● YOUR OBJECTIVE
A complete and exact copy of the data below is the task.

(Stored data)
____
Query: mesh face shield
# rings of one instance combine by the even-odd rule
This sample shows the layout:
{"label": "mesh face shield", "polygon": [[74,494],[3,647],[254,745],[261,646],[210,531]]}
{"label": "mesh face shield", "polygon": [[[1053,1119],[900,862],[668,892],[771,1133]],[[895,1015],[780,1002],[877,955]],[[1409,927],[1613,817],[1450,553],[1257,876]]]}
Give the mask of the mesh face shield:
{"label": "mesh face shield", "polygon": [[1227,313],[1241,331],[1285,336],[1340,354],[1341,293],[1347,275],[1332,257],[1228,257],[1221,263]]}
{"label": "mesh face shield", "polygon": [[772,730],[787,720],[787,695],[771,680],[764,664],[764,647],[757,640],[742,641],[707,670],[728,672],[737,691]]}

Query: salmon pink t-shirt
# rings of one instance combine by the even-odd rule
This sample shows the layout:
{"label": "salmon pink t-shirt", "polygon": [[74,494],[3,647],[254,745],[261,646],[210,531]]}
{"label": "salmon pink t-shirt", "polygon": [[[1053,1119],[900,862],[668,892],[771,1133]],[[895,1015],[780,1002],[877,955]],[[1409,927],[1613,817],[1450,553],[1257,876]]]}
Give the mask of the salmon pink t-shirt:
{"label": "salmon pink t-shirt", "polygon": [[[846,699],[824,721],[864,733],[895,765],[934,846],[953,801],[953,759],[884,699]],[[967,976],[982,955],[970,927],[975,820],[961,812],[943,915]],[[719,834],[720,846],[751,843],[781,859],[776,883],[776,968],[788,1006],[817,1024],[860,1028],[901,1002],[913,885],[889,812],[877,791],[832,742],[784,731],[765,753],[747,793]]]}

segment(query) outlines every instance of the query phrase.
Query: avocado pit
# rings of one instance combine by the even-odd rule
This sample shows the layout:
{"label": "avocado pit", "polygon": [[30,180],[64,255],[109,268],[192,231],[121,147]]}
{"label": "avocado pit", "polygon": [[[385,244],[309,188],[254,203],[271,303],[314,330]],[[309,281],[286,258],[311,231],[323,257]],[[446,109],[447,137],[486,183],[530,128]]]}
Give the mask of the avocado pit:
____
● TASK RESULT
Query: mesh face shield
# rings of one instance combine by the even-odd rule
This sample shows the layout:
{"label": "mesh face shield", "polygon": [[74,494],[3,647],[254,745],[261,646],[210,531]]}
{"label": "mesh face shield", "polygon": [[[1053,1119],[900,862],[668,892],[771,1133]],[[895,1015],[780,1002],[877,955]],[[1409,927],[1613,817],[1450,553],[1257,876]]]}
Give the mask of the mesh face shield:
{"label": "mesh face shield", "polygon": [[1227,313],[1241,331],[1285,336],[1340,354],[1341,293],[1347,275],[1332,257],[1228,257],[1221,263]]}
{"label": "mesh face shield", "polygon": [[772,730],[787,720],[787,695],[771,680],[764,664],[764,647],[757,640],[742,641],[707,670],[728,672],[737,691]]}

Query: salmon pink t-shirt
# rings of one instance combine by the even-odd rule
This sample shows the layout:
{"label": "salmon pink t-shirt", "polygon": [[74,494],[3,647],[254,745],[261,646],[210,531]]}
{"label": "salmon pink t-shirt", "polygon": [[[1053,1119],[900,862],[668,892],[771,1133]],[[895,1015],[780,1002],[877,955]],[[1409,927],[1613,817],[1450,553],[1257,876]]]}
Give the mask of the salmon pink t-shirt:
{"label": "salmon pink t-shirt", "polygon": [[[846,699],[824,721],[864,733],[895,765],[934,846],[953,801],[953,759],[884,699]],[[967,976],[982,955],[970,927],[975,820],[961,812],[943,915]],[[719,834],[720,846],[751,843],[781,859],[776,883],[776,968],[788,1006],[817,1024],[860,1028],[901,1002],[913,885],[889,812],[877,791],[832,742],[784,731],[765,753],[747,793]]]}

segment(query) outlines every instance of the query phrase.
Query: avocado pit
# rings of one instance combine by the even-odd rule
This sample shows the layout:
{"label": "avocado pit", "polygon": [[30,180],[64,255],[109,268],[192,231],[121,147]]}
{"label": "avocado pit", "polygon": [[[385,244],[309,188],[254,203],[271,303],[314,330]],[[309,281],[286,258],[311,231],[323,257]],[[446,109],[447,137],[486,183],[530,128]]]}
Give the mask of the avocado pit:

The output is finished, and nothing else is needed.